* [Job A]: Duplicate the article on the 100th Separate Motorized Rifle Brigade in full, character for character.

* [Document segment]:
===============

The 100th Separate Guards Motorized Rifle Order of Republic Brigade () is military unit of 1st Army Corps, that forms the army of the Donetsk People's Republic. Serving as an element under the 1st Army Corps of the DPR's Ministry of Defence, it is tasked with defence of its assigned territories using rapid reaction, reconnaissance and spetsnaz components.

The unit was established as Republican Guard of the DPR (Республиканская гвардия ДНР) on January 12, 2015. On August 15, 2015 it was renamed as 100th Separate Motorized Rifle Brigade as a Russian military unit № 08826 (в/ч 08826).

The DPR RG was commanded by Major General Ivan Kondratov, who was arrested in September 2018.

History 
It was created by DPR leader Alexander Zakharchenko on January 12, 2015. On August 15, 2015, the Republican Guard became subordinate to the First Army Corps of the Ministry of Defense of the DPR. It received its battle banner on September 18, 2015. The 100th Separate Motorized Rifle Brigade was based in Olenika to Donetsk City.  In September 2022, the 100th Separate Motorized Rifle Brigade reportedly began recruiting prisoners from prisons across Donetsk.

One of Its Units the Pyatnashka battalion (the fifteeners) named after the first 15 volunteers in Donetsk. Its leader Akhrik Avidzba, a veteran of the Abkhazian conflict was one of those 15. The Pyatnashka defended a checkpoint in Stratonahtiv street just south of the international airport where heavy fighting was ongoing.

Organization
Many units of the Republican Guard had been in 2016 reformed into the 100th Separate Motorized Rifle Brigade. (). The 100th Separate Motorized Rifle Brigade was formed as a rapid reaction force with Nine Battalion tactical groups, two independent companies, and one separate battalion with a combined size of between 3,000-5,000. the two Sperate companies include a reconnaissance battalion nicknamed "Patriot" based in Oleksandrivka and the Viking company. The 8th BTG nicknamed Paynashka is a mainly Abkhazian Volunteer battalion called "Pyatnashka". The 100th Separate Motorized Rifle Brigade defended the area of the front line going from Olenivka, Kalmiuske Raion, Donetsk Oblast to Donetsk International Airport.

===============

* [Extracted material]:
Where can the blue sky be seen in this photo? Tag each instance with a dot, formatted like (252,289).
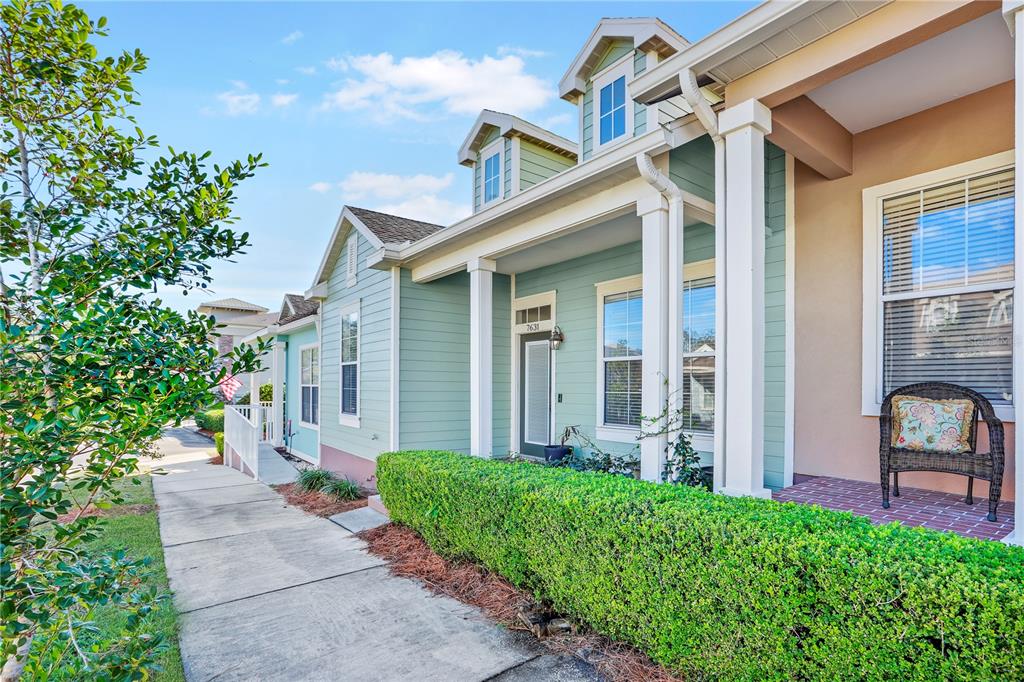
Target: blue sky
(351,102)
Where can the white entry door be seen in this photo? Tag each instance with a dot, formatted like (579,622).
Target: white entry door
(536,377)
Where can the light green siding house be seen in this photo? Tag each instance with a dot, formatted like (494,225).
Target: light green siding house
(585,290)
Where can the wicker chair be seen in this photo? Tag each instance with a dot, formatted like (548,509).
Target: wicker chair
(987,466)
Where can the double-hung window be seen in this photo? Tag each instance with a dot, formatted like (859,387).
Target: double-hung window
(309,383)
(943,281)
(622,355)
(350,365)
(493,172)
(698,348)
(612,101)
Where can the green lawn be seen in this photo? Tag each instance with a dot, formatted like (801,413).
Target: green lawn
(138,535)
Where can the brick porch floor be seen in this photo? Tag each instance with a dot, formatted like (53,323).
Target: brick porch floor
(941,511)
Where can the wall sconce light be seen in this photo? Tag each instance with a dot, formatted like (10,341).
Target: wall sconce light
(556,338)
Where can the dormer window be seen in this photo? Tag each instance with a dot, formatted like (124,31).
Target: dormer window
(492,177)
(612,119)
(612,108)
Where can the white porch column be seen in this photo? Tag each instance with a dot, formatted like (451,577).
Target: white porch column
(653,212)
(480,347)
(278,381)
(1013,11)
(743,128)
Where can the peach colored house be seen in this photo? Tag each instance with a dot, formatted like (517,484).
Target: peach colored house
(891,114)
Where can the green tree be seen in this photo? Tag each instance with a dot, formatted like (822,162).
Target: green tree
(92,220)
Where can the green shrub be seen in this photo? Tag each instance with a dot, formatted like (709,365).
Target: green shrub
(724,588)
(211,420)
(342,488)
(313,479)
(266,393)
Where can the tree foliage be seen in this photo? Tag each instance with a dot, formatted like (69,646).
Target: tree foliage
(94,217)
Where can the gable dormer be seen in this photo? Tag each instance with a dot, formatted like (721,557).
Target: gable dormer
(617,51)
(509,155)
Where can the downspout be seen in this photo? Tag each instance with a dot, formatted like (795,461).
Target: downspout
(708,118)
(674,196)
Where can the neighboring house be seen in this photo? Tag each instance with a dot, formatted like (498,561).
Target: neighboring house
(769,228)
(237,320)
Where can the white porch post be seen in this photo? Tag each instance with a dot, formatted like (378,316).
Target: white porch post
(743,128)
(653,212)
(1013,11)
(480,347)
(278,381)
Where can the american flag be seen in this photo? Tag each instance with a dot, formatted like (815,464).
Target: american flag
(229,386)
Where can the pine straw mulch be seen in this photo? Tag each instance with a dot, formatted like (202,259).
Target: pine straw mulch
(120,510)
(316,503)
(409,556)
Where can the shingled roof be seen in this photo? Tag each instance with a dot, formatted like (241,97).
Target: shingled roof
(392,228)
(295,307)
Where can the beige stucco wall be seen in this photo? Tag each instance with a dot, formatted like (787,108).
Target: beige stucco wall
(830,435)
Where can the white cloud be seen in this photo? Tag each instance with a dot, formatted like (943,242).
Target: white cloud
(238,101)
(337,64)
(359,185)
(418,87)
(556,121)
(283,98)
(524,52)
(428,208)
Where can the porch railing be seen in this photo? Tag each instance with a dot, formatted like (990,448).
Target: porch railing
(243,425)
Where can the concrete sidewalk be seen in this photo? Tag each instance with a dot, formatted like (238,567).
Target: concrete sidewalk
(267,592)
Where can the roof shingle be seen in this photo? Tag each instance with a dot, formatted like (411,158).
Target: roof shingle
(392,228)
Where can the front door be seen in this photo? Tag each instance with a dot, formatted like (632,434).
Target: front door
(535,393)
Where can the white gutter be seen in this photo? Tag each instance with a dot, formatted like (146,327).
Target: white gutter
(691,92)
(675,198)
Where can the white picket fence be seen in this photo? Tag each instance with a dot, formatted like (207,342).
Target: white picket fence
(269,429)
(243,428)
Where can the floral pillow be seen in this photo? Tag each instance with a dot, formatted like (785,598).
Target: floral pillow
(935,426)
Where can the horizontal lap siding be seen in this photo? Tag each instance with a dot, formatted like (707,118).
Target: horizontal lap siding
(587,125)
(303,439)
(373,291)
(502,366)
(434,364)
(774,315)
(639,111)
(537,164)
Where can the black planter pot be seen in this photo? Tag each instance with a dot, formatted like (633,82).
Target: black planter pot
(556,453)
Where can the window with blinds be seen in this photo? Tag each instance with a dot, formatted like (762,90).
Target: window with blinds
(623,356)
(947,273)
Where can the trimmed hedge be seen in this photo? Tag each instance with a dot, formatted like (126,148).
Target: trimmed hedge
(719,587)
(211,420)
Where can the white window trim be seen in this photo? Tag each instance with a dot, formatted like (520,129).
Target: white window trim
(624,67)
(498,146)
(702,269)
(344,419)
(871,337)
(603,431)
(302,349)
(351,259)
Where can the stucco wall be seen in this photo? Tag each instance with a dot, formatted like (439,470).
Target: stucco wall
(830,435)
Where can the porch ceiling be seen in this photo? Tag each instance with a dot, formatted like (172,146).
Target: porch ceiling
(968,58)
(616,231)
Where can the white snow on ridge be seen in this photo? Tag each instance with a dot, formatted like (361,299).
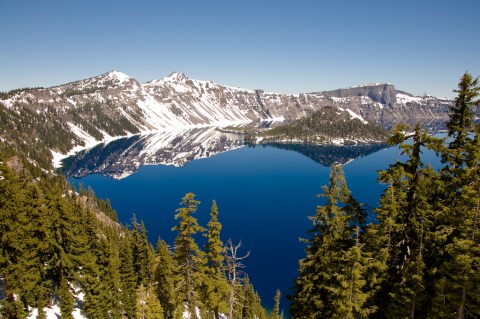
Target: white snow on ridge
(403,99)
(354,115)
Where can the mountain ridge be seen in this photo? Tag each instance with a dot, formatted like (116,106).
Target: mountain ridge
(114,104)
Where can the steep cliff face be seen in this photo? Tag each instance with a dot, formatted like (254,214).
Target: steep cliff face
(383,93)
(114,104)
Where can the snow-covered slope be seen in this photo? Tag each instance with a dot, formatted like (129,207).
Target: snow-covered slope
(114,104)
(120,158)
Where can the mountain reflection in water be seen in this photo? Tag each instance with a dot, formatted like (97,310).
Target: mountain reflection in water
(122,157)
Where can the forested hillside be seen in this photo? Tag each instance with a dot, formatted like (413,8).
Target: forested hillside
(422,258)
(64,247)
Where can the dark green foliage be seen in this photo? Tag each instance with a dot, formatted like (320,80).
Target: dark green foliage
(163,277)
(276,306)
(332,275)
(251,305)
(457,289)
(142,253)
(216,289)
(33,134)
(189,274)
(128,278)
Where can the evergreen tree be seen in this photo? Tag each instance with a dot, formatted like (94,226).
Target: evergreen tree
(404,236)
(188,257)
(276,306)
(235,276)
(164,279)
(148,305)
(216,287)
(458,276)
(142,253)
(127,277)
(252,305)
(331,281)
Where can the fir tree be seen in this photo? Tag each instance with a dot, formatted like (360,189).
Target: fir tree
(142,253)
(164,279)
(188,257)
(127,277)
(323,289)
(276,306)
(403,236)
(458,276)
(216,287)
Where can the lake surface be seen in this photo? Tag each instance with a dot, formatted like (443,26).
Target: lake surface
(264,195)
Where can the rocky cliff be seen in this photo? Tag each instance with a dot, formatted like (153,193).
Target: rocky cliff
(113,104)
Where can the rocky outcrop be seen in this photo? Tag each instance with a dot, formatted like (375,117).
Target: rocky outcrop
(383,93)
(114,104)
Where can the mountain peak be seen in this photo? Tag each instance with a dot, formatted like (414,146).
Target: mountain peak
(116,75)
(177,76)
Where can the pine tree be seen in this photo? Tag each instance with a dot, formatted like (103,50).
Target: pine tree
(252,305)
(322,288)
(127,276)
(163,277)
(403,239)
(142,253)
(188,257)
(216,287)
(458,276)
(276,306)
(235,277)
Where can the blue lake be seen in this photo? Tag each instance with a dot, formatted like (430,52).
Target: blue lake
(264,196)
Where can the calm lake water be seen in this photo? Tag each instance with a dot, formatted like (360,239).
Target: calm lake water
(264,196)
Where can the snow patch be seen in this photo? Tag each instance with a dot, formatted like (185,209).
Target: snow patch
(354,115)
(404,99)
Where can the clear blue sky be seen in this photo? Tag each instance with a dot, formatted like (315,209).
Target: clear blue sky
(282,46)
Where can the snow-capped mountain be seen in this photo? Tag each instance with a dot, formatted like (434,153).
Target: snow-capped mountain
(120,158)
(113,104)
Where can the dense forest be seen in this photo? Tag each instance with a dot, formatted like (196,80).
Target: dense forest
(61,245)
(422,258)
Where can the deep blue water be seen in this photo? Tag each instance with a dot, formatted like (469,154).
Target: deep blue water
(264,195)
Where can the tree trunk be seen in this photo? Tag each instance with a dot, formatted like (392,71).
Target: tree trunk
(461,309)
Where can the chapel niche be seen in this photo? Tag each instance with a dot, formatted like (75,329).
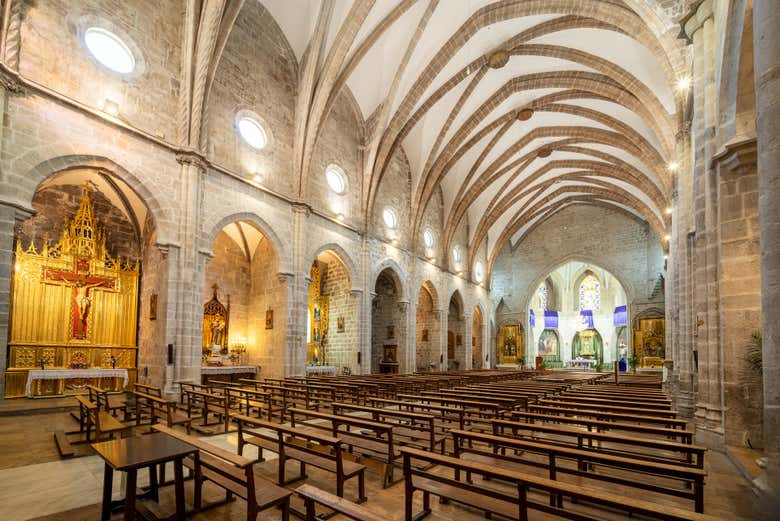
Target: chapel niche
(76,282)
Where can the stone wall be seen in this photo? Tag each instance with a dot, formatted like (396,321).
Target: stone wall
(342,347)
(53,53)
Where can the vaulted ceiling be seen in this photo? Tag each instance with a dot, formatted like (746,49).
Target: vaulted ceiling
(515,109)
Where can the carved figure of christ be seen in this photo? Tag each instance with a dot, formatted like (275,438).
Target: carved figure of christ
(81,284)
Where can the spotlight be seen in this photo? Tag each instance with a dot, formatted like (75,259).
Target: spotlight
(110,107)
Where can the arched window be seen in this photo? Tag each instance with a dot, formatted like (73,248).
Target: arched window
(541,292)
(590,293)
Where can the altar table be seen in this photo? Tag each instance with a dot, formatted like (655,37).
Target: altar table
(226,372)
(71,381)
(321,369)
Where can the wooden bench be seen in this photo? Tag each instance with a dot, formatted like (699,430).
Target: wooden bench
(466,444)
(371,442)
(685,436)
(304,446)
(209,403)
(562,410)
(313,496)
(409,428)
(633,446)
(232,472)
(447,417)
(524,495)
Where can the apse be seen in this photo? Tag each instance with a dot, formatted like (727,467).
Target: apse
(577,316)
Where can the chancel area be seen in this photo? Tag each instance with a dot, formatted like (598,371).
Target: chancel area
(389,260)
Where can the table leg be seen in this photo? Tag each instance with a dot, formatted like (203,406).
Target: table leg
(132,476)
(108,482)
(178,472)
(153,492)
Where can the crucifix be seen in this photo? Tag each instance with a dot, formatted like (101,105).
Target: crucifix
(82,282)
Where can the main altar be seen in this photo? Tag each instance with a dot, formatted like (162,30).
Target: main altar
(73,308)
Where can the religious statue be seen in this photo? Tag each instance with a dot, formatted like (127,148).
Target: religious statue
(217,331)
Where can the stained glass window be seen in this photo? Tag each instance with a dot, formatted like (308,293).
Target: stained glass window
(541,291)
(590,293)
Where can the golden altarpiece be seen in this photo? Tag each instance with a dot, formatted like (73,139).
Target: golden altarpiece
(73,305)
(510,344)
(318,319)
(650,341)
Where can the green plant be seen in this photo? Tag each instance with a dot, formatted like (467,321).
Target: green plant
(753,354)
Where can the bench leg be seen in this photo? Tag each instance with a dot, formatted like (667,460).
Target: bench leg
(362,488)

===============

* [Job B]: Which lines in the rows contain the word "cloud"? Filter them out and copy each one whole, treating uppercase and lowercase as different.

* [Full answer A]:
The 100th Separate Guards Motorized Rifle Order of Republic Brigade () is military unit of 1st Army Corps, that forms the army of the Donetsk People's Republic. Serving as an element under the 1st Army Corps of the DPR's Ministry of Defence, it is tasked with defence of its assigned territories using rapid reaction, reconnaissance and spetsnaz components.

The unit was established as Republican Guard of the DPR (Республиканская гвардия ДНР) on January 12, 2015. On August 15, 2015 it was renamed as 100th Separate Motorized Rifle Brigade as a Russian military unit № 08826 (в/ч 08826).

The DPR RG was commanded by Major General Ivan Kondratov, who was arrested in September 2018.

History 
It was created by DPR leader Alexander Zakharchenko on January 12, 2015. On August 15, 2015, the Republican Guard became subordinate to the First Army Corps of the Ministry of Defense of the DPR. It received its battle banner on September 18, 2015. The 100th Separate Motorized Rifle Brigade was based in Olenika to Donetsk City.  In September 2022, the 100th Separate Motorized Rifle Brigade reportedly began recruiting prisoners from prisons across Donetsk.

One of Its Units the Pyatnashka battalion (the fifteeners) named after the first 15 volunteers in Donetsk. Its leader Akhrik Avidzba, a veteran of the Abkhazian conflict was one of those 15. The Pyatnashka defended a checkpoint in Stratonahtiv street just south of the international airport where heavy fighting was ongoing.

Organization
Many units of the Republican Guard had been in 2016 reformed into the 100th Separate Motorized Rifle Brigade. (). The 100th Separate Motorized Rifle Brigade was formed as a rapid reaction force with Nine Battalion tactical groups, two independent companies, and one separate battalion with a combined size of between 3,000-5,000. the two Sperate companies include a reconnaissance battalion nicknamed "Patriot" based in Oleksandrivka and the Viking company. The 8th BTG nicknamed Paynashka is a mainly Abkhazian Volunteer battalion called "Pyatnashka". The 100th Separate Motorized Rifle Brigade defended the area of the front line going from Olenivka, Kalmiuske Raion, Donetsk Oblast to Donetsk International Airport.

* [Full answer B]:
Where can the white cloud be seen in this photo? Tag each instance with a dot, formatted like (943,242).
Target: white cloud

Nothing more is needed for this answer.